*** Opening Data for this task ***
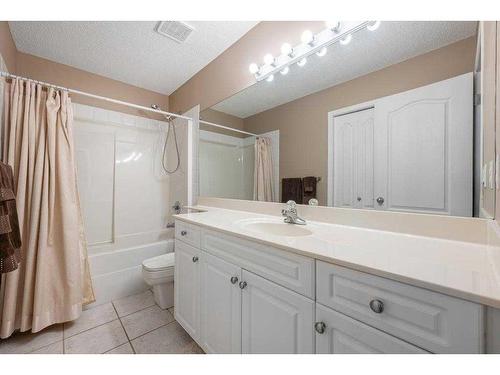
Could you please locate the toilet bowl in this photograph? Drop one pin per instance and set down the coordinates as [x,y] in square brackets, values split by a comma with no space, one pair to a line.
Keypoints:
[158,272]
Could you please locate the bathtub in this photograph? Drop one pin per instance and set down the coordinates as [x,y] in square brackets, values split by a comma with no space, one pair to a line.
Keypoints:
[117,273]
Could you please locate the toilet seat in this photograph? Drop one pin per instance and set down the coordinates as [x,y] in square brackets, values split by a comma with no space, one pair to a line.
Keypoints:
*** Closing Data for this task ***
> Activity:
The records above are to be set down exactly as written, with no images.

> Response area:
Could you please locate the toilet bowl in this photograph? Drop one pin per instance and set down the coordinates as [x,y] in square brackets, values split by a comma with no space, one pair to a line.
Keypoints:
[158,272]
Could you please locate the bathtub in this photograph? Drop one pin per instance and set down the coordinates as [x,y] in square brackets, values split by a comma with no space, one pair to a line.
Keypoints:
[117,273]
Could you please locate the toilet seat in this photograph? Drop one pin per instance and set down the coordinates as [x,y] in square brackets, values split by a comma with no space, one pair to a line.
Keypoints:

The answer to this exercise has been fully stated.